### Extrait ###

Impacts potentiels de CETA sur l’eau et les services d’eau

Cher député européen,

Nous, les organisations soussignées, voudrions vous demander de voter contre la ratification de l'Accord Economique et Commercial Global (CETA) entre l'UE et le Canada, qui met en péril les ressources en eau douce et les services d'eau des deux côtés de l'Atlantique.

Après une analyse approfondie du texte de CETA et de l'Instrument interprétatif commun, nous avons constaté que plusieurs dispositions de CETA menacent sérieusement les bassins hydrographiques et les services publics d'eau et d'assainissement au Canada et dans l'UE:

L'eau est incluse dans CETA en dépit de toutes les promesses qu'elle serait exclue des négociations et malgré l'avis du Parlement européen dans sa résolution du 8 septembre 2015 sur le suivi de l'Initiative citoyenne européenne Right2Water (2014/2239 (INI), N°22), où le Parlement «invite la Commission à exclure définitivement des règles du marché intérieur et de tout accord commercial l'eau, l'assainissement et l'évacuation des eaux usées»[1].

- Les dispositions de l'article 1.9 de l'AECC pourraient conduire à une plus grande marchandisation de l'eau et faciliter l'accaparement de l’eau par les entreprises privées. L'article stipule: «Si une Partie autorise l'utilisation commerciale d'une source d'eau particulière, elle le fait d'une manière conforme au présent accord», sans définir «utilisation commerciale» ou «source d'eau». En cas d'un usage commercial, les droits d'eau sont soumis aux règles du commerce et de l'investissement de CETA. En particulier, les normes supplémentaires de protection des investissements («traitement juste et équitable» et «expropriation indirecte») pour les investisseurs étrangers pourraient avoir une forte influence sur la façon dont les droits d'eau seront accordés par les autorités et en fait limiter leurs possibilités de refuser ou de restreindre ces droits une fois qu’ils ont été accordés à des investisseurs étrangers. Il y a déjà eu des différends en matière d'investissement impliquant des droits d'eau dans le cadre d'accords semblables (ALENA[2], Chapitre sur l'énergie[3]) qui ont abouti à des règlements en faveur de l'investisseur.

###

# Consigne donnée
Pouvez-vous reproduire mot pour mot, dans la lettre sur le CETA et l'eau, le passage allant de « Impacts potentiels de » jusqu'à « côtés de l'Atlantique. » inclus ? Les entrées ci-dessous proviennent d'une autre source.

### Entrées de données ###

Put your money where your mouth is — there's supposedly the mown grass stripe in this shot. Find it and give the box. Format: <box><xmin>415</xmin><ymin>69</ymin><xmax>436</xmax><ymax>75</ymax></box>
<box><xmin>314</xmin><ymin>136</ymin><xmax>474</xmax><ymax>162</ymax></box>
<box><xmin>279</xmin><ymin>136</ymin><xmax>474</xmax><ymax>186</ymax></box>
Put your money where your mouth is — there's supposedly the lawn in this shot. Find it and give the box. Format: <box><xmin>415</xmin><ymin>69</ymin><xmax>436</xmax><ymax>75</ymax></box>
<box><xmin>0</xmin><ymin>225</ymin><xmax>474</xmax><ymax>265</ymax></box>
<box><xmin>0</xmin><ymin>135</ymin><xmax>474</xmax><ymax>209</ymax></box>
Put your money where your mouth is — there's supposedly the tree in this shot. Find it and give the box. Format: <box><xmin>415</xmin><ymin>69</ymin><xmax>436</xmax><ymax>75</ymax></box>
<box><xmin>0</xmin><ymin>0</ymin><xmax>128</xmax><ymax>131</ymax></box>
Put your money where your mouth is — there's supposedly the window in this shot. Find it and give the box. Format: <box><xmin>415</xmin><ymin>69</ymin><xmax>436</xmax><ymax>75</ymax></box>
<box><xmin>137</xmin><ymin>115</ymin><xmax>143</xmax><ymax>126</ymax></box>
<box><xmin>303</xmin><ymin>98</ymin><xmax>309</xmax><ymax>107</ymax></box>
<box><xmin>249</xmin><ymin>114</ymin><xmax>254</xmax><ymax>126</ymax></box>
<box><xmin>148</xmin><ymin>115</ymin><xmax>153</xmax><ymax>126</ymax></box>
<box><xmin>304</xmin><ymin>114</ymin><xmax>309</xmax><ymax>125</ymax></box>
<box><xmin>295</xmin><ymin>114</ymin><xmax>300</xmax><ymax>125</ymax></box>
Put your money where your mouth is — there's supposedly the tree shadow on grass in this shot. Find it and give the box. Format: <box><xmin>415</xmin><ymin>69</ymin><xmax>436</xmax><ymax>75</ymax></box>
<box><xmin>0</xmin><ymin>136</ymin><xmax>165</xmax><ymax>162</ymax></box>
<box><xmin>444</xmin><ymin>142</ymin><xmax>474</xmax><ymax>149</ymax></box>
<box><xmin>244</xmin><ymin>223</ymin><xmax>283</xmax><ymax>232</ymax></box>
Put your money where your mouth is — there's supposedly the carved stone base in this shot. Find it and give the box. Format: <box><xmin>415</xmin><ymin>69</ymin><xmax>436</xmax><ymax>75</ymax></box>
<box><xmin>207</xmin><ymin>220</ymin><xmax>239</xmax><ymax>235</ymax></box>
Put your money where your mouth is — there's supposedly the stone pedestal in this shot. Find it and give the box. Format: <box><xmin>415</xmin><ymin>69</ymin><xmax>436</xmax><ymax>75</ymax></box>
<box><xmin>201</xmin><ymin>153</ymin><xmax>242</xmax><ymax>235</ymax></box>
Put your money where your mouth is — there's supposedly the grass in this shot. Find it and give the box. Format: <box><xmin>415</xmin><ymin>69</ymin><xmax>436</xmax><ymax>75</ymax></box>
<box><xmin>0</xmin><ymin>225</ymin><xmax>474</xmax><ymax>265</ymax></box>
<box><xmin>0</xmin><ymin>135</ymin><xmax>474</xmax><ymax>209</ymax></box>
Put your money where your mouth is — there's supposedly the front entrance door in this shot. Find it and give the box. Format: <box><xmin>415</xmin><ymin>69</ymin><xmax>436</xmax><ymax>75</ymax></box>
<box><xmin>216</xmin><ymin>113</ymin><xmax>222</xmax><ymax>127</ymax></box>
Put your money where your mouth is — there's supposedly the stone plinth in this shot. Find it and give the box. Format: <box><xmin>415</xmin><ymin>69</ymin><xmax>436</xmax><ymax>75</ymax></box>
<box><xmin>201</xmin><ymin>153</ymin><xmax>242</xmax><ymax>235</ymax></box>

###

# Réponse finale
Impacts potentiels de CETA sur l’eau et les services d’eau

Cher député européen,

Nous, les organisations soussignées, voudrions vous demander de voter contre la ratification de l'Accord Economique et Commercial Global (CETA) entre l'UE et le Canada, qui met en péril les ressources en eau douce et les services d'eau des deux côtés de l'Atlantique.